• Listed entries:
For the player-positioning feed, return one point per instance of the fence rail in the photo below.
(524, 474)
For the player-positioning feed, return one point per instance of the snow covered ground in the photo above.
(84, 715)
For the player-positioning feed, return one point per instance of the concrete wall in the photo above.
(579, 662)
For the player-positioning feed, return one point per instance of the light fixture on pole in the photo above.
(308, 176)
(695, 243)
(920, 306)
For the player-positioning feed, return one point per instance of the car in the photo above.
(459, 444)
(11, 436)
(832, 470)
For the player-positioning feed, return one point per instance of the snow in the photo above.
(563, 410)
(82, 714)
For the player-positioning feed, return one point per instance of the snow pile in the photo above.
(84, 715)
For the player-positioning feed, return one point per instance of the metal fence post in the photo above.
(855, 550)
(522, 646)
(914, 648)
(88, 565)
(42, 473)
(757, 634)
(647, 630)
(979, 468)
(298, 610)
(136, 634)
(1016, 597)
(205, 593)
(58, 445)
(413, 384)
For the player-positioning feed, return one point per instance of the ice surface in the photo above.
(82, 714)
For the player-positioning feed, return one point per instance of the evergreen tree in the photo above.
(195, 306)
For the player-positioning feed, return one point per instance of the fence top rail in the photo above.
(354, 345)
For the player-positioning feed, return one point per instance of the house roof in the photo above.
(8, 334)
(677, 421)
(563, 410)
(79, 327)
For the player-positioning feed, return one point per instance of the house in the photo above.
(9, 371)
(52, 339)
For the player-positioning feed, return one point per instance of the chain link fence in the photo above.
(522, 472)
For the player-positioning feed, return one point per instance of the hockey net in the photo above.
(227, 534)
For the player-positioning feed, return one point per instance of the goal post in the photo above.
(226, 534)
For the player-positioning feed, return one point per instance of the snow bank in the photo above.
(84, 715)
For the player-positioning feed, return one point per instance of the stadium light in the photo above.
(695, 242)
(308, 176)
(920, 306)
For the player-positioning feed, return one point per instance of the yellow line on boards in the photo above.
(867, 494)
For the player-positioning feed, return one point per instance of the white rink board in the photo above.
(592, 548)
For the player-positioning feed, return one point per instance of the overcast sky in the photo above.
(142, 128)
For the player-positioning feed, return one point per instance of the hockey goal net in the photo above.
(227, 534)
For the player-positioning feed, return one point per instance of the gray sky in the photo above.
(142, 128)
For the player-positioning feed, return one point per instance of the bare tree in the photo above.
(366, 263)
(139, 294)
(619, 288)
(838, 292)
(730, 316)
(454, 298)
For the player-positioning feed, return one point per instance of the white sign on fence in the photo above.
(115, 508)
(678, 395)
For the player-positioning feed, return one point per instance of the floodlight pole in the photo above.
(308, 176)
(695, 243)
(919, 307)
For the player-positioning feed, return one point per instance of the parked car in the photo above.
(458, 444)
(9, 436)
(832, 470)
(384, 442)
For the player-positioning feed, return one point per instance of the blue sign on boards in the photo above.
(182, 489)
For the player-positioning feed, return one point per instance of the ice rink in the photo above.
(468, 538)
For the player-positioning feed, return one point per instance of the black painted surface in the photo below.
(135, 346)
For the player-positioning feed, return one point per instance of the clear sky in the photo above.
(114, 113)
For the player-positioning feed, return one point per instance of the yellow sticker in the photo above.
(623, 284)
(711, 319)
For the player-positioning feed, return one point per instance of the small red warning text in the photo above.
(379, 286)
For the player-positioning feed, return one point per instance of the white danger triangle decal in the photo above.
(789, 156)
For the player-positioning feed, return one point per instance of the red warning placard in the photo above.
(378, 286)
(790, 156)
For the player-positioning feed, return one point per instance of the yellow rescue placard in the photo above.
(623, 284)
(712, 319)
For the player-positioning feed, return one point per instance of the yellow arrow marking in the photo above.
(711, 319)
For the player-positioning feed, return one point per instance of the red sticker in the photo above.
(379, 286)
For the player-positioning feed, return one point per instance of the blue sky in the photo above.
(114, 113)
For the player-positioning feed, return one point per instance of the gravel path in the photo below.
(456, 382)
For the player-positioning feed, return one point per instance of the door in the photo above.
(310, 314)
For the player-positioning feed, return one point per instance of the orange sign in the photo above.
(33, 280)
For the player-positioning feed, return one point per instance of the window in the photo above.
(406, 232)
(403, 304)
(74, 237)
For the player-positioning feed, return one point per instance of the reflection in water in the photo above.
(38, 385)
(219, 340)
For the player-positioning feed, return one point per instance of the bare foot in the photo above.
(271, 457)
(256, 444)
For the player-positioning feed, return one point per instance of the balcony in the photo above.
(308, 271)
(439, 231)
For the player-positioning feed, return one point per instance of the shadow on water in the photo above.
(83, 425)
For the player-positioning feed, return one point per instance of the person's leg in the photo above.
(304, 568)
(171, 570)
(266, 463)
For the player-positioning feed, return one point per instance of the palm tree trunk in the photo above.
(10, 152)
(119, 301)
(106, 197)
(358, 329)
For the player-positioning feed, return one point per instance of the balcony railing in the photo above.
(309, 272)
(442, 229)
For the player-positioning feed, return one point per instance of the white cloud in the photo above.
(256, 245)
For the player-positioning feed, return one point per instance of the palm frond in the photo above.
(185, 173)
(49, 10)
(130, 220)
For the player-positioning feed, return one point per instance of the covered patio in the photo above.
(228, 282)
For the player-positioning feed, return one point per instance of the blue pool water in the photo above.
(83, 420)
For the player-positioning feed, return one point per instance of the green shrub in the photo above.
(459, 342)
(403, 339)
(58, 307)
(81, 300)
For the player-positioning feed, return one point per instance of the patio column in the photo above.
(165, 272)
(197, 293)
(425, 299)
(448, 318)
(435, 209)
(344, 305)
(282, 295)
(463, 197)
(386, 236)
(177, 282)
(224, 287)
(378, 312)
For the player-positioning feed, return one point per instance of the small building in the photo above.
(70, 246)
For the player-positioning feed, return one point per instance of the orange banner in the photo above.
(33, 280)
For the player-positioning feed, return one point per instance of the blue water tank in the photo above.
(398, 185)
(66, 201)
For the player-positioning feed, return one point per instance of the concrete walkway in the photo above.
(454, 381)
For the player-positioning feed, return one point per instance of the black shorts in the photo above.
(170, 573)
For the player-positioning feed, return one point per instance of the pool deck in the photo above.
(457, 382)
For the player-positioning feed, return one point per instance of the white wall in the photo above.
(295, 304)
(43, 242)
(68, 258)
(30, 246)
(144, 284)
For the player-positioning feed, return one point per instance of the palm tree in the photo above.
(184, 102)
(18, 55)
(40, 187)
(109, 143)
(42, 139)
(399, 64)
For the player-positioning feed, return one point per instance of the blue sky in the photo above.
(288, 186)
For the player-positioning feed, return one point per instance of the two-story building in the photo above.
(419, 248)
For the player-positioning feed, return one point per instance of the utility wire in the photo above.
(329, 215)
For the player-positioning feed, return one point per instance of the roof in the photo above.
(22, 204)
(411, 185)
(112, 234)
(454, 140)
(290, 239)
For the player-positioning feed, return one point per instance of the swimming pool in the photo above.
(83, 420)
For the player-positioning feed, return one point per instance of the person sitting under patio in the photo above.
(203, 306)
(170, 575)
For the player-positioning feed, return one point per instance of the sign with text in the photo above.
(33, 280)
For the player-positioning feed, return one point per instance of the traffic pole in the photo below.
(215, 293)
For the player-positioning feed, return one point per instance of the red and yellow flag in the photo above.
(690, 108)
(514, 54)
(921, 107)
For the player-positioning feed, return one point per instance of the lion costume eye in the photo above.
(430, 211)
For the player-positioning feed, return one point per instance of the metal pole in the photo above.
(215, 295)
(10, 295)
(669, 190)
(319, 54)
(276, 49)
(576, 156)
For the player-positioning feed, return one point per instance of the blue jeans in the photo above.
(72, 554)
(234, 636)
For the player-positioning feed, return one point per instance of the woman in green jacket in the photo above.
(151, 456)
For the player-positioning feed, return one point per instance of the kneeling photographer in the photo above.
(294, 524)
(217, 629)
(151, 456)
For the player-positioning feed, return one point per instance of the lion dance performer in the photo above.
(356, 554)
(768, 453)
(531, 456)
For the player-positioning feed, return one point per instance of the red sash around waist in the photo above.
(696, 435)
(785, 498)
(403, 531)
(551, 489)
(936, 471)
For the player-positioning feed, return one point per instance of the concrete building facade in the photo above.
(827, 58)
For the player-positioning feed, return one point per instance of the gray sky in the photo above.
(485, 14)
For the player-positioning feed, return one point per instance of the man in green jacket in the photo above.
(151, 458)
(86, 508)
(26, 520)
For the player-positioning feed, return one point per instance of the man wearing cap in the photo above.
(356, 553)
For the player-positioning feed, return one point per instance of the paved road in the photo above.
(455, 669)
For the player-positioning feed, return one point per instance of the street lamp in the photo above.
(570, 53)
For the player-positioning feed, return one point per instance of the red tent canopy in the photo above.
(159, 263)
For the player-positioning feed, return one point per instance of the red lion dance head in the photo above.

• Brief: Repeat word for word each line from the one with "facade in the photo above." to the end of the records above, inclusive.

• Response below:
For the player-positioning feed, return one point per instance of the concrete building facade in the photo above.
(827, 58)
For the player-positioning feed, return one point per instance of the gray sky in the photo above.
(485, 14)
For the player-positioning feed, return one point per instance of the man in green jacket in the photo above.
(151, 458)
(86, 508)
(26, 520)
For the player-positioning feed, return one point per instance of the man wearing cap in the photo above.
(356, 553)
For the player-positioning feed, return one point per instance of the paved road in the photo above.
(455, 669)
For the player-positioning feed, return one point per instance of the street lamp in the photo above.
(570, 53)
For the player-positioning feed, return one point per instance of the red tent canopy in the photo above.
(159, 263)
For the player-positioning feed, return one point per instance of the red lion dance head in the photo above.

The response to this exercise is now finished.